Exercise
Without the images, set down each entry exactly.

━━ Record extracts

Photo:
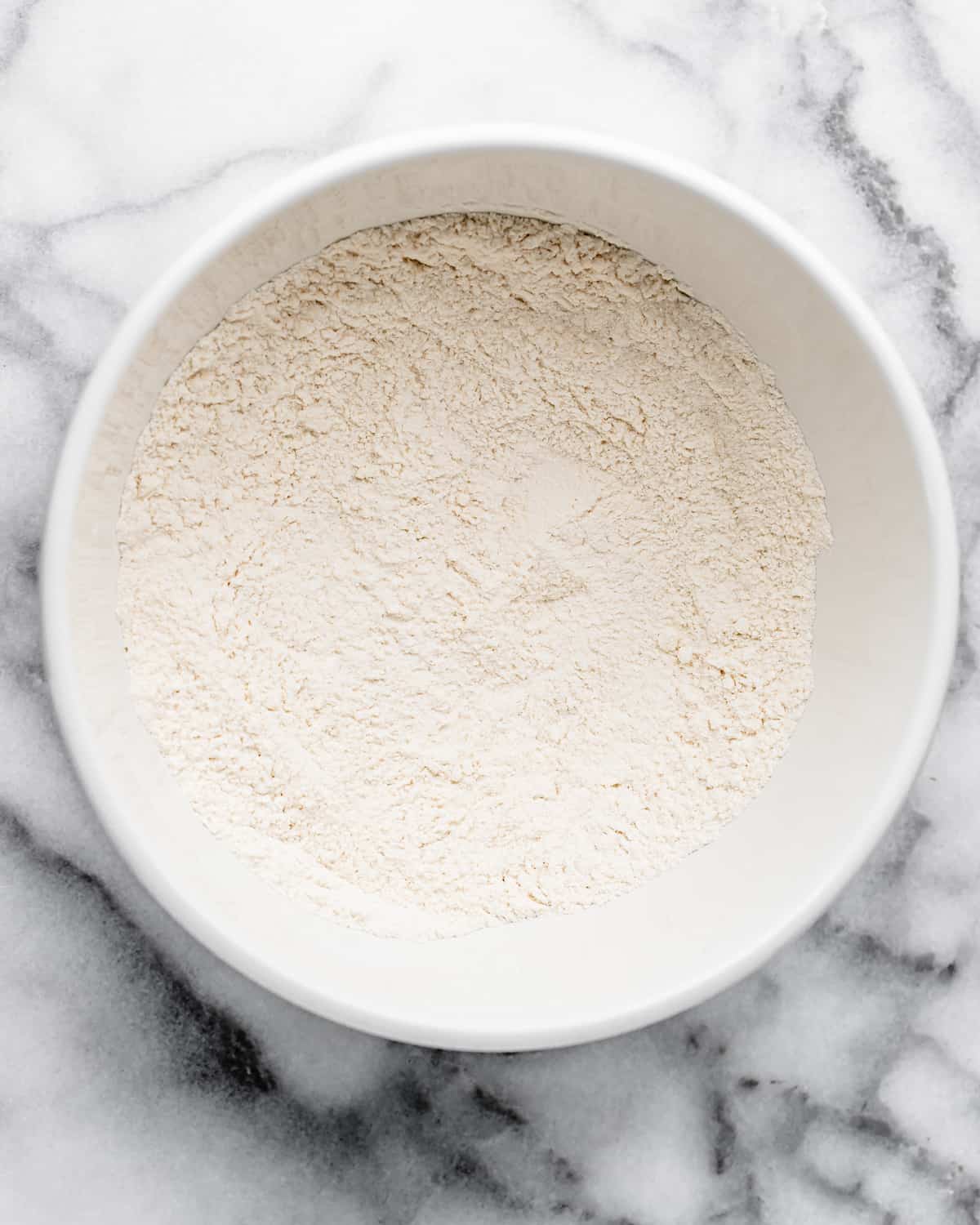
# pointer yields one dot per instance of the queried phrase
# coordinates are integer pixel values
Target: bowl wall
(886, 610)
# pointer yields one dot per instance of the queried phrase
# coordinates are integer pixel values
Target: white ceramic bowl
(884, 626)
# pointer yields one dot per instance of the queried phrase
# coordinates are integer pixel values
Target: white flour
(467, 575)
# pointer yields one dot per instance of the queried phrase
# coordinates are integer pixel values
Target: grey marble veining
(141, 1080)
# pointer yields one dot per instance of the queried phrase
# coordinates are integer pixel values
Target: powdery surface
(467, 575)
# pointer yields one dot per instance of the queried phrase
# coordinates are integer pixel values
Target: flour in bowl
(467, 575)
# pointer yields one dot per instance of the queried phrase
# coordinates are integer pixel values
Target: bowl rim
(382, 154)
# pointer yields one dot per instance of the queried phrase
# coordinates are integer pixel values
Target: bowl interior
(879, 599)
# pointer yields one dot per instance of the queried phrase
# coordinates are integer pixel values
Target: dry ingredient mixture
(467, 575)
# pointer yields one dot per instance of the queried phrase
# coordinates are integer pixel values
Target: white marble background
(140, 1080)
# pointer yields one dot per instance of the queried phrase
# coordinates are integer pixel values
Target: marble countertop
(141, 1080)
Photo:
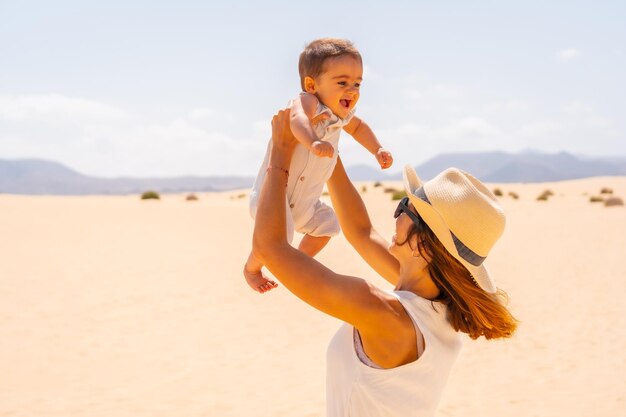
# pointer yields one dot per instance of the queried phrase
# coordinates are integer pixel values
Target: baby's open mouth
(345, 103)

━━━━

Answer for this exercise
Photo:
# pointer yields one dot per instance of the queried phrase
# coordinates are integer pixel values
Target: bowl wall
(886, 610)
# pointer yields one dot per instance of the queried phrase
# coordinates are integer pixel values
Target: white ceramic bowl
(884, 626)
# pointer yields one dot per instance of the queried phrase
# coordinates are integer pixel values
Target: white flour
(467, 575)
# pointer yields one dot per instance of the queried phrase
# coordinates are integer pixel values
Target: grey marble veining
(141, 1080)
# pointer yields one dot per instance of the queried phrase
# coordinates are integer pixel values
Target: powdery surface
(467, 575)
# pointer yields one dot per instance of the queried phrase
# coordinates are integer pixel values
Target: flour in bowl
(467, 575)
# pointer yields one dot per instance of the queried phrase
# coordinates are integer pixel values
Target: bowl rim
(382, 154)
# pointer yields one dot per instance of the queried phrase
# coordinates are integer pixel values
Target: bowl interior
(879, 599)
# pointer yields one dot per instance of the queried phrase
# coordinates are integer pixel values
Target: dry ingredient mixture
(467, 575)
# pointer yields one dot per instance of the queried phrase
# coordinates are integer pixel values
Target: white marble background
(140, 1080)
# pointer yields one dot per instance of the queried phrase
# coordinates are integer pixel values
Target: marble countertop
(141, 1080)
Photo:
# pointer yields one dot per instance of the queried phrase
# coordinates are integer pixel values
Target: baby's open mouth
(345, 103)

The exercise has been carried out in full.